Request:
Substitute "list of outlines" for "list of rings" throughout the rows below and write them out again with everything else unchanged, leaving out the pictures.

* BEGIN *

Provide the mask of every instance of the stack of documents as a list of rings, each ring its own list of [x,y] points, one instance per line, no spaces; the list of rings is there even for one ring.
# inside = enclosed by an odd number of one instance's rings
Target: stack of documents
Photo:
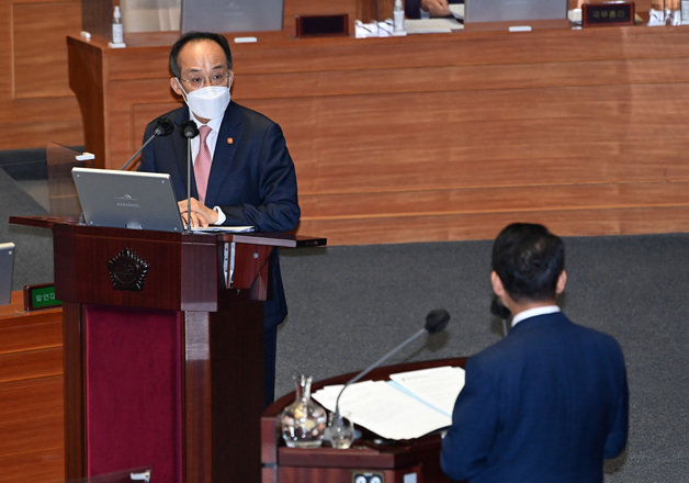
[[[448,427],[464,386],[464,369],[450,366],[391,374],[389,381],[351,384],[340,397],[340,413],[354,425],[386,439],[413,439]],[[328,385],[313,397],[335,411],[343,385]]]

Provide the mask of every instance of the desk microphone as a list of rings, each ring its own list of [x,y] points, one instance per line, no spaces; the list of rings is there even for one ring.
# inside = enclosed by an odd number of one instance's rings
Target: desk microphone
[[[191,138],[199,135],[199,126],[192,120],[182,124],[182,136],[187,138],[187,232],[191,232]]]
[[[493,295],[493,301],[490,302],[490,313],[502,319],[502,335],[507,337],[507,319],[512,316],[512,313],[505,306],[502,301],[500,301],[497,295]]]
[[[375,369],[379,366],[381,366],[389,357],[394,356],[399,350],[402,350],[404,347],[406,347],[408,344],[410,344],[413,340],[416,340],[418,337],[423,335],[423,333],[428,332],[429,334],[436,334],[436,333],[439,333],[440,330],[443,330],[448,326],[449,322],[450,322],[450,314],[444,308],[436,308],[433,311],[430,311],[428,313],[428,315],[426,316],[426,324],[423,325],[422,329],[419,329],[419,332],[414,334],[411,337],[409,337],[407,340],[402,342],[399,346],[395,347],[393,350],[391,350],[385,356],[383,356],[382,358],[380,358],[379,360],[373,362],[371,366],[369,366],[362,372],[358,373],[352,379],[347,381],[344,386],[340,390],[340,393],[337,395],[337,400],[335,402],[335,414],[338,417],[338,419],[341,418],[341,416],[340,416],[340,397],[342,396],[342,393],[344,392],[344,390],[350,384],[359,381],[361,378],[366,375],[373,369]]]
[[[142,147],[139,147],[136,153],[134,153],[134,156],[132,156],[129,158],[129,160],[127,162],[125,162],[122,168],[120,168],[120,171],[124,171],[125,169],[127,169],[127,167],[132,164],[132,161],[134,159],[136,159],[136,157],[139,155],[139,153],[142,150],[144,150],[144,148],[148,145],[148,143],[150,143],[151,141],[154,141],[154,137],[158,137],[158,136],[167,136],[170,133],[172,133],[172,131],[174,131],[174,124],[172,124],[172,121],[170,121],[167,117],[158,117],[155,121],[155,126],[154,126],[154,134],[150,135],[150,137],[148,139],[146,139],[146,143],[144,143],[142,145]]]

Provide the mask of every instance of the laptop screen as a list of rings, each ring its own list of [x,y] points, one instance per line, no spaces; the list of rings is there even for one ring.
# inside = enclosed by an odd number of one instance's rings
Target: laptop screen
[[[170,175],[72,168],[79,203],[90,226],[182,233]]]

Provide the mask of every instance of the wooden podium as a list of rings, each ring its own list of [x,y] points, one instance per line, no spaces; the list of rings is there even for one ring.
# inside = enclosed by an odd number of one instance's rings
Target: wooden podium
[[[464,367],[466,358],[387,366],[366,379],[387,380],[395,372],[438,366]],[[313,390],[343,384],[355,373],[315,382]],[[451,482],[440,468],[440,435],[408,441],[381,441],[363,430],[351,448],[287,448],[280,436],[280,413],[294,401],[294,393],[275,401],[261,417],[262,483],[444,483]],[[361,428],[359,428],[361,429]],[[377,480],[376,480],[377,478]]]
[[[160,482],[259,481],[268,260],[325,239],[10,223],[53,231],[66,479],[149,467]]]

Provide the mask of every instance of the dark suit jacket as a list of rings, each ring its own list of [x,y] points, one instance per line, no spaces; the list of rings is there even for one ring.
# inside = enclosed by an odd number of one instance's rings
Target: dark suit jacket
[[[146,146],[139,170],[170,173],[178,201],[184,200],[188,148],[180,126],[189,121],[189,109],[184,105],[165,116],[174,123],[174,132]],[[153,131],[151,122],[144,139]],[[191,195],[199,198],[193,169]],[[225,225],[252,225],[258,232],[296,228],[301,214],[296,175],[278,124],[236,102],[229,103],[218,132],[205,204],[223,210]],[[280,324],[286,315],[276,250],[271,265],[272,296],[263,306],[267,327]]]
[[[626,443],[622,350],[562,313],[517,324],[470,358],[442,441],[454,480],[602,482],[602,460]]]
[[[464,3],[464,0],[449,0],[448,3]],[[407,19],[420,19],[421,0],[405,0],[405,15]]]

* END *

Problem solution:
Provide the mask of every instance of the stack of documents as a list of outlines, each ring its own list of [x,y] points, one instance per line, no spaces; the list of outlines is there even for one ring.
# inside = enclosed by an odd number of one instance's rings
Target: stack of documents
Photo:
[[[448,427],[464,386],[464,369],[450,366],[391,374],[389,381],[351,384],[340,397],[340,413],[354,425],[386,439],[413,439]],[[328,385],[313,397],[335,411],[343,385]]]

Provide the mask of every instance of the desk microphone as a list of outlines, each ring its own list of [x,y] points, one instance per line, no spaces; the list of outlines is there even for one ring.
# inside = enclosed by an odd number of one instance's rings
Target: desk microphone
[[[191,138],[199,135],[199,126],[192,120],[182,124],[182,136],[187,138],[187,232],[191,232]]]
[[[493,295],[493,301],[490,302],[490,313],[502,319],[502,335],[507,337],[507,319],[512,316],[512,313],[505,306],[502,301],[500,301],[497,295]]]
[[[375,369],[379,366],[381,366],[389,357],[394,356],[399,350],[402,350],[404,347],[406,347],[408,344],[410,344],[413,340],[416,340],[418,337],[423,335],[423,333],[428,332],[429,334],[436,334],[436,333],[439,333],[440,330],[443,330],[448,326],[449,322],[450,322],[450,314],[444,308],[436,308],[433,311],[430,311],[428,313],[428,315],[426,316],[426,324],[423,325],[422,329],[419,329],[419,332],[414,334],[411,337],[409,337],[407,340],[402,342],[399,346],[395,347],[393,350],[391,350],[385,356],[383,356],[382,358],[380,358],[379,360],[373,362],[371,366],[369,366],[362,372],[358,373],[352,379],[347,381],[344,386],[340,390],[340,393],[337,395],[337,400],[335,402],[335,414],[338,417],[338,419],[341,418],[341,416],[340,416],[340,397],[342,396],[342,393],[344,392],[344,390],[350,384],[359,381],[361,378],[366,375],[373,369]]]
[[[142,147],[139,147],[136,153],[134,153],[134,156],[132,156],[129,158],[129,160],[127,162],[125,162],[122,168],[120,168],[120,171],[124,171],[125,169],[127,169],[127,167],[132,164],[132,161],[134,159],[136,159],[136,157],[139,155],[139,153],[142,150],[144,150],[144,148],[148,145],[148,143],[150,143],[151,141],[154,141],[154,137],[158,137],[158,136],[167,136],[170,133],[172,133],[172,131],[174,131],[174,124],[172,124],[172,121],[170,121],[167,117],[158,117],[155,121],[155,126],[154,126],[154,134],[150,135],[150,137],[148,139],[146,139],[146,143],[144,143],[142,145]]]

Provide the mask of every instance of the laptop screen as a list of outlines, each ring its own list of [x,y] points, one instance per line, no spaces; the list of outlines is there even for one ring.
# inside = enclosed by an odd number of one instance's rings
Target: laptop screen
[[[170,175],[72,168],[79,203],[90,226],[182,233]]]

Provide the mask of every instance of the wooden podium as a list of outlines, each ring its own list of [x,y] points, one instance per line, no spaces; the list of outlines is there even for one ring.
# inside = enclosed by an odd number of one instance's rings
Target: wooden podium
[[[464,367],[466,358],[387,366],[366,379],[387,380],[395,372],[438,366]],[[313,390],[343,384],[355,373],[315,382]],[[451,482],[440,468],[440,435],[408,441],[381,441],[363,430],[351,448],[287,448],[280,436],[280,413],[294,401],[294,393],[275,401],[261,417],[262,483],[444,483]],[[361,428],[359,428],[361,429]],[[377,480],[376,480],[377,478]]]
[[[160,482],[259,481],[268,260],[325,239],[10,223],[53,231],[66,479],[149,467]]]

Provide the mask of every instance of the dark suit jacket as a list of outlines, each ring its own list of [x,y] points, one instance per line, no spaces; the list of outlines is there even for one ring.
# inside = enclosed by an odd number of one instance's rings
Target: dark suit jacket
[[[146,146],[139,170],[170,173],[178,201],[184,200],[188,148],[180,126],[189,121],[189,109],[184,105],[165,116],[174,123],[174,132]],[[153,131],[151,122],[144,139]],[[191,195],[199,198],[193,169]],[[225,225],[252,225],[258,232],[296,228],[301,214],[296,175],[278,124],[236,102],[229,103],[218,132],[205,204],[223,210]],[[280,324],[286,315],[276,250],[271,265],[272,296],[263,306],[267,327]]]
[[[626,443],[622,350],[562,313],[517,324],[470,358],[442,441],[454,480],[602,482],[602,460]]]
[[[464,3],[464,0],[449,0],[448,3]],[[407,19],[420,19],[421,0],[405,0],[405,15]]]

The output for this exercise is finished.